- [EXERCISE TEXT]:
────
# Patient has Medicare Part A only and secondary Humana; will Humana pay ?



## heartyoga (Jun 28, 2017)

We had a patient who either didn't understand her coverage or misrepresented her coverage. She said she has Humana primary and MCR Part A secondary.
 She was in the hospital for 2 weeks. Our doctor took good care of her and when we submitted the claim, we were paid by Humana only 20% of allowable averaging $15-$20 per visit. However, we were never paid the 80% since MCR Part A won't pay. How do we appeal it?
Thanks.


----------



## thomas7331 (Jun 28, 2017)

Medicare Part A only covers inpatient facility claims - there is no coverage for physician charges so it will not do any good to appeal this.  If the patient does not have part B coverage, and the secondary plan will only cover 20% of the allowable, then the patient would be responsible for the 80% balance.  If you think that an error has been made in the way the benefits were calculated, then you could try appealing on behalf of the patient, but if it's simply a case that the patient does not have coverage to pay for the bills in full, then there's nothing to be done other than to try to collect from the patient.


----------



## heartyoga (Jun 28, 2017)

*Thanks*

Thanks. We feel that Humana has been processing it incorrectly but we are not sure. BCBS of TN used to pick up what Medicare Part A doesn't pay. I'm trying to research on this issue but has come up blank. Can we compel Humana to cover physician services since Part A doesn't cover physician services? Humana has been difficult to work with.
────
- [MATERIAL SHOWN]:
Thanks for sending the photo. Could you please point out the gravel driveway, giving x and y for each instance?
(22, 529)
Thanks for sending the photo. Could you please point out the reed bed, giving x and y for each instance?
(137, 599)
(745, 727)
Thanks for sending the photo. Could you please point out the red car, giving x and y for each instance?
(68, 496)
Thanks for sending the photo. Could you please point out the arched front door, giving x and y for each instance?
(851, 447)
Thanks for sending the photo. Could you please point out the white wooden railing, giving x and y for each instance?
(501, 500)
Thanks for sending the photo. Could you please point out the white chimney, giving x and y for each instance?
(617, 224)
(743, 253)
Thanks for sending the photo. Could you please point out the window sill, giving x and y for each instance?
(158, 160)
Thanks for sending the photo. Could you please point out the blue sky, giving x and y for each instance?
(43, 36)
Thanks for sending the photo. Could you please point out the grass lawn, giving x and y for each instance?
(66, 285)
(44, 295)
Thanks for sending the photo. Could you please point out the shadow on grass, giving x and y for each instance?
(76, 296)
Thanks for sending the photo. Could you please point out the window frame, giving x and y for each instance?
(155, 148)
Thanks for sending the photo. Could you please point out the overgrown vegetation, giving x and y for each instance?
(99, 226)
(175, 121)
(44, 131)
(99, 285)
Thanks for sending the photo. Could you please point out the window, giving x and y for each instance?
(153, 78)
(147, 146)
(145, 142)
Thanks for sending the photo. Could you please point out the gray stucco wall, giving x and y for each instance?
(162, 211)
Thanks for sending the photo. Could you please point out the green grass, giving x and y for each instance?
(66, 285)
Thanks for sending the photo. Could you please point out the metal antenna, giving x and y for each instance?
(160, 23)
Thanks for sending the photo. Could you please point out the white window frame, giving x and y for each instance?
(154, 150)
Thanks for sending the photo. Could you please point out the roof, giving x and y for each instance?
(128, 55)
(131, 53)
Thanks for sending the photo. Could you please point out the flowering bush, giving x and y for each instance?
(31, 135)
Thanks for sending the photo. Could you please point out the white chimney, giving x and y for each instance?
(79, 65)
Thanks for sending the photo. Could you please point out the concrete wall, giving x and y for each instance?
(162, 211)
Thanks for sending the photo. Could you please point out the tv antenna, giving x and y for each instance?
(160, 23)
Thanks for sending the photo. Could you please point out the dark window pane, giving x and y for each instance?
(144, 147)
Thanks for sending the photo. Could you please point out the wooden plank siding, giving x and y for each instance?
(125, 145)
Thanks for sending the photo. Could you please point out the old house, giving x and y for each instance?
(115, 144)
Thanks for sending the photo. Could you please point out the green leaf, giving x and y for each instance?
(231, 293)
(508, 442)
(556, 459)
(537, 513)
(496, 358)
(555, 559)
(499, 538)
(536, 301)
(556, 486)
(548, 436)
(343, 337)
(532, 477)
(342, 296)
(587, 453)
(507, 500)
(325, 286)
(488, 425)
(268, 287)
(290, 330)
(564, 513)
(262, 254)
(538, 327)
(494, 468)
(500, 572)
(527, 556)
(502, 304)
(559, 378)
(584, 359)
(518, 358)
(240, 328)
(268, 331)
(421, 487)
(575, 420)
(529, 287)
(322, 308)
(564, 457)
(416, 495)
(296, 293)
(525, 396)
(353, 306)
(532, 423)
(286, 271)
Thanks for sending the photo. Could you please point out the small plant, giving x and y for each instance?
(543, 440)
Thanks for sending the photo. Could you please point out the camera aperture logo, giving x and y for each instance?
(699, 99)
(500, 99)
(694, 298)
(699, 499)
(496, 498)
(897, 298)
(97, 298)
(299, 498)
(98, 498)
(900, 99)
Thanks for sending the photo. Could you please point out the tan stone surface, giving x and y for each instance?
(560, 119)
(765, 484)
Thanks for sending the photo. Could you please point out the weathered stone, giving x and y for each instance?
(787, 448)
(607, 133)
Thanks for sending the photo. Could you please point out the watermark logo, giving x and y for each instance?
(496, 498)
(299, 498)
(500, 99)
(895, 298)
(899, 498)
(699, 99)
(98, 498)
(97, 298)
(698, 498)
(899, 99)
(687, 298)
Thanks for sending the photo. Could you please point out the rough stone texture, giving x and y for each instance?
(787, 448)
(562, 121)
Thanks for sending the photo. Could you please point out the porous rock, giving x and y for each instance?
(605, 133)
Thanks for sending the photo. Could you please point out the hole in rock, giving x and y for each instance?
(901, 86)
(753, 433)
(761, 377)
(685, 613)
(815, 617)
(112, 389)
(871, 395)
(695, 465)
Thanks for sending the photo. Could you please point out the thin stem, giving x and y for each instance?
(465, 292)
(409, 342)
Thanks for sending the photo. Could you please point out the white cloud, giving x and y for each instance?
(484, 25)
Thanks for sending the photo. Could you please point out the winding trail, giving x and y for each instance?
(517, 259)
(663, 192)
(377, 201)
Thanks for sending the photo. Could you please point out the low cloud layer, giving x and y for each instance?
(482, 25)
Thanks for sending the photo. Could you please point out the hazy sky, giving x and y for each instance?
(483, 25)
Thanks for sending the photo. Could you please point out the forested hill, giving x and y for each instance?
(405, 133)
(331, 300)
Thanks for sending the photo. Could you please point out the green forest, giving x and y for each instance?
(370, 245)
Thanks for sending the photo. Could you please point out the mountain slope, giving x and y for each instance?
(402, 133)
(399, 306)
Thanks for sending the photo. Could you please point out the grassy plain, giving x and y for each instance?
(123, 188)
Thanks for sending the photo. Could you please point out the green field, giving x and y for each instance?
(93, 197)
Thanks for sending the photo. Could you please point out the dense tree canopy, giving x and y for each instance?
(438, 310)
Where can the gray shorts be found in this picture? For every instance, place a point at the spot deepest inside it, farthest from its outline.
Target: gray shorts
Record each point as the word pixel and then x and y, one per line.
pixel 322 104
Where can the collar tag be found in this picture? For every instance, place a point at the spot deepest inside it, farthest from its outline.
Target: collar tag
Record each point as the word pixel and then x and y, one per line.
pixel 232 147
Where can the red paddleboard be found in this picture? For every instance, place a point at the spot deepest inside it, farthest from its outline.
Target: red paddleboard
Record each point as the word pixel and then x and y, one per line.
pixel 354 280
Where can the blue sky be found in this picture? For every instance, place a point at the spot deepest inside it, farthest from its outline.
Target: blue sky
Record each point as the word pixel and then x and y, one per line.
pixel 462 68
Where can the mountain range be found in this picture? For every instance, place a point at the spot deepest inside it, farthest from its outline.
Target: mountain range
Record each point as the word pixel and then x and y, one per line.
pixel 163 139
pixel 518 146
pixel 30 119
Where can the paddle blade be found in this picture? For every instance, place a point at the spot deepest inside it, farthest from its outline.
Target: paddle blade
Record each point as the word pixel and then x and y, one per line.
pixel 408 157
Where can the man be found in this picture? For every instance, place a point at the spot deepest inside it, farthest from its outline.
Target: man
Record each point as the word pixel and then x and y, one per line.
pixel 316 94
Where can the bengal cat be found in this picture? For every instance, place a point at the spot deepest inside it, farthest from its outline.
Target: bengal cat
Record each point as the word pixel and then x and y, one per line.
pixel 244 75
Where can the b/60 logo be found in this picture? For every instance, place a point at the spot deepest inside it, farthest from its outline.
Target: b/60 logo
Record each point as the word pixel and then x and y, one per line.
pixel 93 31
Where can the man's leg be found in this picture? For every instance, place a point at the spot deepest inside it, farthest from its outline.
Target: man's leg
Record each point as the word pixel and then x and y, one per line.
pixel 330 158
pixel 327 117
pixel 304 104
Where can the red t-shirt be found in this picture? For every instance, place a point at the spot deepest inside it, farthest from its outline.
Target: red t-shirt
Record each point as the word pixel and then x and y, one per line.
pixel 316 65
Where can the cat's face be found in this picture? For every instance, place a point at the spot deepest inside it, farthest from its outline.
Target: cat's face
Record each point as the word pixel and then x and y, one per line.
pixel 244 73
────
- [WORK ITEM A]:
For each statement, say whether it agrees with the forum thread on Medicare Part A and Humana, and quote the words that decide it. (i) The patient spent two weeks in the hospital. (ii) The reply says Medicare Part A covers physician charges. (iii) The original poster is sure Humana processed the claim incorrectly.
- [WORK ITEM B]:
Answer these questions from the forum thread on Medicare Part A and Humana.
(i) What percentage of the allowable did Humana pay?
(ii) According to the reply, who would be responsible for the 80% balance if the patient lacks Part B coverage?
(iii) Which plan used to pick up what Medicare Part A doesn't pay?
- [WORK ITEM C]:
Write out the part of the forum thread on Medicare Part A and Humana between "Medicare Part A only covers" and "from the patient.", inclusive.

- [EXERCISE ANSWER A]:
(i) Yes: "She was in the hospital for 2 weeks."
(ii) No: "there is no coverage for physician charges"
(iii) No: "We feel that Humana has been processing it incorrectly but we are not sure."

- [EXERCISE ANSWER B]:
(i) 20%
(ii) The patient
(iii) BCBS of TN

- [EXERCISE ANSWER C]:
Medicare Part A only covers inpatient facility claims - there is no coverage for physician charges so it will not do any good to appeal this.  If the patient does not have part B coverage, and the secondary plan will only cover 20% of the allowable, then the patient would be responsible for the 80% balance.  If you think that an error has been made in the way the benefits were calculated, then you could try appealing on behalf of the patient, but if it's simply a case that the patient does not have coverage to pay for the bills in full, then there's nothing to be done other than to try to collect from the patient.